**Passage**
========================
Generally speaking, after your housing, your car is your biggest financial investment and responsibility. Whether you're using an old beater or have a brand new model fresh from the dealer, virtually everyone wants to make the most of their vehicle and keep it in reasonable shape for as long as possible. Unfortunately, however, there is a laundry list of bad habits that drivers regularly do that can needlessly strain and even damage aspects of the vehicle. Although there's no way of ensuring a vehicle will be completely safe all of the time, there are a few things to keep in mind whenever you're behind or around your driver's wheel.
It's possible that you subscribe to the "stop and go" technique when it comes to braking. This is incredibly common in areas that tend to get traffic overflow; drivers will accelerate, only to brake a second later when the traffic holds up again. This results in premature front-end wear to the brakes. Whether in the context of a traffic jam or otherwise, it is good form to learn how to make this technique smoother.
========================
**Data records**
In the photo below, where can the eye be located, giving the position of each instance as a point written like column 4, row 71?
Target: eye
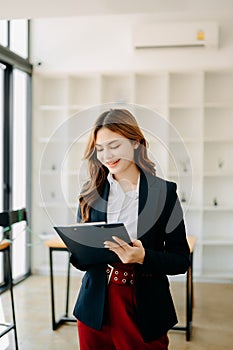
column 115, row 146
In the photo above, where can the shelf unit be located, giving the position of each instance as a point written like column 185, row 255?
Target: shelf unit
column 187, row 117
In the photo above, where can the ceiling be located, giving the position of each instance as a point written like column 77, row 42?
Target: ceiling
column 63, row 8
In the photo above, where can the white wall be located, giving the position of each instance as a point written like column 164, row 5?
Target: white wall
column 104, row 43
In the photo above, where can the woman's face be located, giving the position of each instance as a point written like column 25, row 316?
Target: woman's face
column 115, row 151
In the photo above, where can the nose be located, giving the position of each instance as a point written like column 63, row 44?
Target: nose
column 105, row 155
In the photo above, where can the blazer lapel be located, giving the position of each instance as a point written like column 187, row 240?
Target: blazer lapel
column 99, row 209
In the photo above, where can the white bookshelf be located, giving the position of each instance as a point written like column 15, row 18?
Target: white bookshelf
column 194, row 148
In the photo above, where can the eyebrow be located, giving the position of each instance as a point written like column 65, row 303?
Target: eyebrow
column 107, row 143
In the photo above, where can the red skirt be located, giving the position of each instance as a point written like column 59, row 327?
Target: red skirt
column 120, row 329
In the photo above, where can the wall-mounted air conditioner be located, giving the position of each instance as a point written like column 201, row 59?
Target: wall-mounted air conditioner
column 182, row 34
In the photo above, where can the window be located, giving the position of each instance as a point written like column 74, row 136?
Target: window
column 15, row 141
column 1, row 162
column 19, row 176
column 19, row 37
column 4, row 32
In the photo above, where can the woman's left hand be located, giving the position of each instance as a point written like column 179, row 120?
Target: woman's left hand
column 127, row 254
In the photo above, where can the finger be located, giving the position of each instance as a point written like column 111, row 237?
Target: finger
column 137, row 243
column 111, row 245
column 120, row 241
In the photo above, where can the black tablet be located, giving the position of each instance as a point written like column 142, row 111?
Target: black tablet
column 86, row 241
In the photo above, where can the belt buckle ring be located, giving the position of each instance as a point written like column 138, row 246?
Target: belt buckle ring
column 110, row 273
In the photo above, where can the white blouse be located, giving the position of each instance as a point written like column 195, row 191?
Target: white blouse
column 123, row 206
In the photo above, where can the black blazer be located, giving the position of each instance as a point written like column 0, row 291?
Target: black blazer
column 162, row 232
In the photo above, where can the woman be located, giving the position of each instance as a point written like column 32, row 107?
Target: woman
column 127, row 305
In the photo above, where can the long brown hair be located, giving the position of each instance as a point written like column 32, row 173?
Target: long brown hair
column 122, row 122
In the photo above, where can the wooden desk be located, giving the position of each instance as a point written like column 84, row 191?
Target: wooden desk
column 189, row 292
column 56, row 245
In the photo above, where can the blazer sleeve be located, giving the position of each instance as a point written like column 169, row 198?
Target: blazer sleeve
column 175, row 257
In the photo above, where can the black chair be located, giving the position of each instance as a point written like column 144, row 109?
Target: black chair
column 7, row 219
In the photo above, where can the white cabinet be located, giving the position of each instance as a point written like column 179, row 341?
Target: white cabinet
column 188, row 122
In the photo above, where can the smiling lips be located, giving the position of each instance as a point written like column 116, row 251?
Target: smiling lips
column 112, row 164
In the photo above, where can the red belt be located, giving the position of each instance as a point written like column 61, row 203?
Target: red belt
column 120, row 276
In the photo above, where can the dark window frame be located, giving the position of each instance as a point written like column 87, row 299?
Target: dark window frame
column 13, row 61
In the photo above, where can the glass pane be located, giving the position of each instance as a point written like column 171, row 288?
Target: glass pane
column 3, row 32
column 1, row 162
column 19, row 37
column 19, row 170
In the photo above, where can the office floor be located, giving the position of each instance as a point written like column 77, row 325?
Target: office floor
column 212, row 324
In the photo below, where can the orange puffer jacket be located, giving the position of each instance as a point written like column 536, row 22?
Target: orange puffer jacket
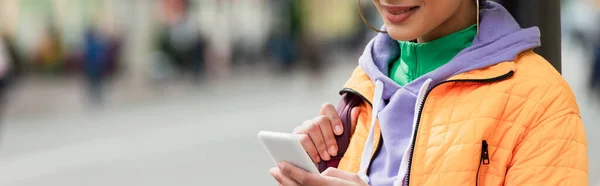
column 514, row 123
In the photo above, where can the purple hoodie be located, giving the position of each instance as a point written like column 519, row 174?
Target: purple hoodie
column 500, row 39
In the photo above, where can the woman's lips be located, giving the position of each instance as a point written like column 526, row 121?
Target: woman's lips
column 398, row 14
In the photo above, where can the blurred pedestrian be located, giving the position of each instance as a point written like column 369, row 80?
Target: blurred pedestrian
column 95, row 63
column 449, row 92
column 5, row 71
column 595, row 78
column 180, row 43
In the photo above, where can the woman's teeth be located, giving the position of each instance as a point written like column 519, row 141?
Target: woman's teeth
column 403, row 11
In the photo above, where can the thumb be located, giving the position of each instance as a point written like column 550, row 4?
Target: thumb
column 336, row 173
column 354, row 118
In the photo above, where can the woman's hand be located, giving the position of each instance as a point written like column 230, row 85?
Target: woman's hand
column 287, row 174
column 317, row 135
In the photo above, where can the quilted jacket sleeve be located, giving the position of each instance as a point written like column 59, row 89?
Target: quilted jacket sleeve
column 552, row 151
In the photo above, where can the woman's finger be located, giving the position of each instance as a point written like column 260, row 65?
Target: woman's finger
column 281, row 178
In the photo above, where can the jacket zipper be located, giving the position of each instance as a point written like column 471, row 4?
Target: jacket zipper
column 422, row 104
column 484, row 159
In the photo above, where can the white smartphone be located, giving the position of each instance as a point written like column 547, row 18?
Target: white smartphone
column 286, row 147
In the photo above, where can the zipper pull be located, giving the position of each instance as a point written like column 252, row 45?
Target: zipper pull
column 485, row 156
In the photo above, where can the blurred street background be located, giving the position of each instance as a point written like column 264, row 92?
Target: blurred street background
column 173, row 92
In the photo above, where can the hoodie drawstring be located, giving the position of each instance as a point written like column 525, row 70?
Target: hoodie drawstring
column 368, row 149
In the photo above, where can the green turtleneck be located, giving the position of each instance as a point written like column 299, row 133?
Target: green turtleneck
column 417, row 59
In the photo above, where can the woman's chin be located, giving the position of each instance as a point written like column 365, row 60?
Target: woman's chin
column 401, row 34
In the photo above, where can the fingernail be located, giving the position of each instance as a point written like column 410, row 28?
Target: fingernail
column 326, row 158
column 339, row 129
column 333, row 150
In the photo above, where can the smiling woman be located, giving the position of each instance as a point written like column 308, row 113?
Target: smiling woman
========================
**Given request A**
According to the passage on driving habits, why should drivers learn to make their "stop and go" braking smoother?
**Given request B**
Copy the passage on driving habits word for word, from "Generally speaking, after" up to and including "your driver's wheel.".

**Answer A**
The passage says that accelerating and then braking a second later when traffic holds up again causes premature front-end wear to the brakes. Smoothing out the technique avoids that needless wear.

**Answer B**
Generally speaking, after your housing, your car is your biggest financial investment and responsibility. Whether you're using an old beater or have a brand new model fresh from the dealer, virtually everyone wants to make the most of their vehicle and keep it in reasonable shape for as long as possible. Unfortunately, however, there is a laundry list of bad habits that drivers regularly do that can needlessly strain and even damage aspects of the vehicle. Although there's no way of ensuring a vehicle will be completely safe all of the time, there are a few things to keep in mind whenever you're behind or around your driver's wheel.